## What is expected:
An exact restatement of the data below, with the pictures removed, is the required answer.

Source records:
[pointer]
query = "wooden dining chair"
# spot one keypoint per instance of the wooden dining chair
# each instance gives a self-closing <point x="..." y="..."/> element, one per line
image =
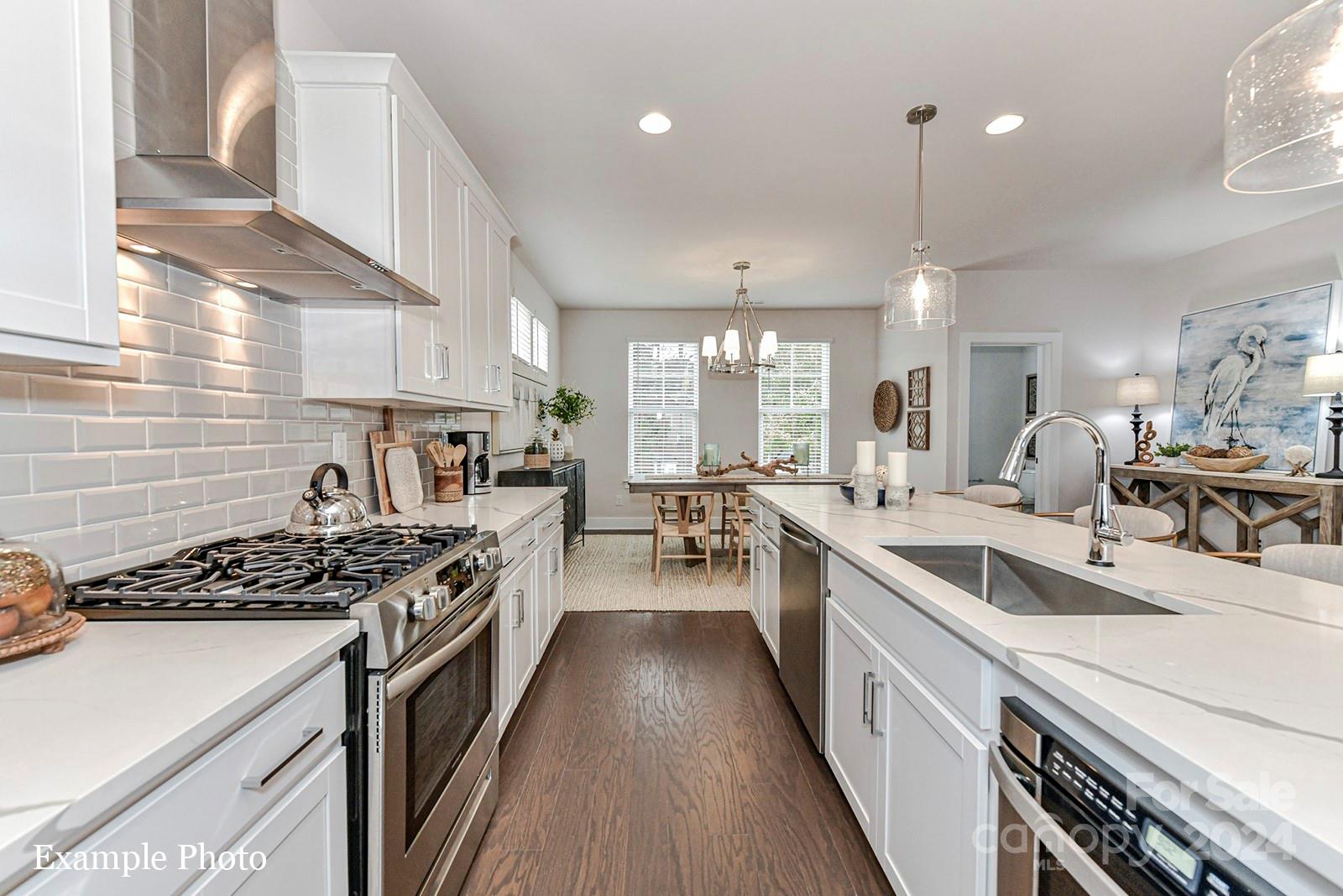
<point x="1143" y="524"/>
<point x="1004" y="497"/>
<point x="736" y="521"/>
<point x="682" y="514"/>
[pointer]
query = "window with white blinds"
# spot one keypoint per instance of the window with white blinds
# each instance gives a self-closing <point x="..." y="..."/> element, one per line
<point x="796" y="404"/>
<point x="664" y="408"/>
<point x="541" y="346"/>
<point x="521" y="326"/>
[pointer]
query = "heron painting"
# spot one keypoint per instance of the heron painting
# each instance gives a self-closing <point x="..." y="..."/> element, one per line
<point x="1239" y="376"/>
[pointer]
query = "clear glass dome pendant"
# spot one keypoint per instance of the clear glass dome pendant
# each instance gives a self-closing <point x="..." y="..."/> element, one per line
<point x="1284" y="105"/>
<point x="923" y="297"/>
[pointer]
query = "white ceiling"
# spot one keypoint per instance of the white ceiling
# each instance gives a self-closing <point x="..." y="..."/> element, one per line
<point x="789" y="145"/>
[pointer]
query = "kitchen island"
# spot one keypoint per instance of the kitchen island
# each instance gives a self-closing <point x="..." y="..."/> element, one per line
<point x="1237" y="695"/>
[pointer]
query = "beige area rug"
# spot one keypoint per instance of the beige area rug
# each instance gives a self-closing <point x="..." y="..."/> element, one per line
<point x="615" y="573"/>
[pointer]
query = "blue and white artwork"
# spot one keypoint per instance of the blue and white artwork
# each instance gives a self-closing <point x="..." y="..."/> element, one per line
<point x="1240" y="371"/>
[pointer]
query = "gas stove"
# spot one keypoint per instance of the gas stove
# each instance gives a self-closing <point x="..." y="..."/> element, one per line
<point x="398" y="581"/>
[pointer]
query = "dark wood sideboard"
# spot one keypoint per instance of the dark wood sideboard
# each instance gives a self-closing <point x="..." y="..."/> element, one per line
<point x="564" y="474"/>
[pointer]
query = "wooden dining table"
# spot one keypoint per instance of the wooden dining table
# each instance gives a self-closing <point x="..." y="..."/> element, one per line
<point x="682" y="484"/>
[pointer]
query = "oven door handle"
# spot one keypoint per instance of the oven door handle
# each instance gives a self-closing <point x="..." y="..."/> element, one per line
<point x="403" y="681"/>
<point x="1080" y="867"/>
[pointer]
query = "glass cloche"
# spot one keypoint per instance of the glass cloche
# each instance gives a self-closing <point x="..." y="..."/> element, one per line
<point x="33" y="591"/>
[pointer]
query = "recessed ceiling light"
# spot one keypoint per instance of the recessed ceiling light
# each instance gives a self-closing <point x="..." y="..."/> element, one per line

## Exercise solution:
[pointer]
query = "wooden dining chair"
# spot one keypoint per instance of the wooden dining chair
# each instance gives a self-closing <point x="..." y="..."/> element, one per line
image =
<point x="1143" y="524"/>
<point x="1004" y="497"/>
<point x="736" y="521"/>
<point x="682" y="514"/>
[pointer]
query = "window with white blinds"
# spot one keypoint per instance of the window with white blinds
# each instance gives a self-closing <point x="..." y="..."/> element, one per line
<point x="796" y="404"/>
<point x="664" y="408"/>
<point x="541" y="346"/>
<point x="521" y="326"/>
[pointer]
query = "heron painting"
# spot one keypoint per instance of the heron painting
# each instance gives a self-closing <point x="..." y="..."/> element, one per line
<point x="1239" y="376"/>
[pointer]
query = "clear glass dome pendant"
# spot one keypoint per instance of the clear glass dome pendant
# each instance gives a self-closing <point x="..." y="..."/> element, one per line
<point x="1284" y="105"/>
<point x="923" y="297"/>
[pointer]
query = "white ceiling"
# spot one keypoint per instance of the white ceiling
# each instance gives a self-closing <point x="..." y="..."/> element, one per line
<point x="789" y="145"/>
[pointer]
query = "kitchen island"
# spot one keypoint per instance of the kitchen island
# each instance gives a self-closing <point x="..." y="..."/> element, one per line
<point x="1237" y="695"/>
[pointer]
query = "beige area rug"
# spot one keypoint per instance of the beige area rug
# each instance gives a self-closing <point x="..." y="..."/> element, one per line
<point x="615" y="573"/>
[pointer]
query = "blue and white artwork"
# spot one keypoint per instance of the blue and white artwork
# each instance gives a self-closing <point x="..." y="..."/> element, one per line
<point x="1240" y="371"/>
[pointer]
query = "gas stove"
# spot one keypoint per instance of the gas stove
# each instance gives a self-closing <point x="..." y="..."/> element, one per line
<point x="398" y="581"/>
[pointer]
query = "dark wood sideboard"
# spot one keypoint per instance of the dark wood sideboard
# each instance gives a self-closing <point x="..." y="..."/> element, one per line
<point x="564" y="474"/>
[pointer]
query = "wooden dining table"
# spot one keypoint per instance of the wooden dining table
# each instance gives a self-closing <point x="..." y="..."/> element, one per line
<point x="682" y="484"/>
[pointer]
query = "oven door handle"
# spot one keypoint per instance of the oven door handle
# each instance gives a self-closing <point x="..." y="..."/> element, one per line
<point x="403" y="681"/>
<point x="1080" y="867"/>
[pointer]
query = "glass cloche"
# spot one keypoint per instance of the glass cloche
# each instance gives a self-closing <point x="..." y="..."/> element, one per line
<point x="33" y="591"/>
[pointer]
query = "recessed ceiling light"
# spot one keypoint per instance of the recessed ceiling light
# each instance gives a self-closing <point x="..." y="..."/> element, one per line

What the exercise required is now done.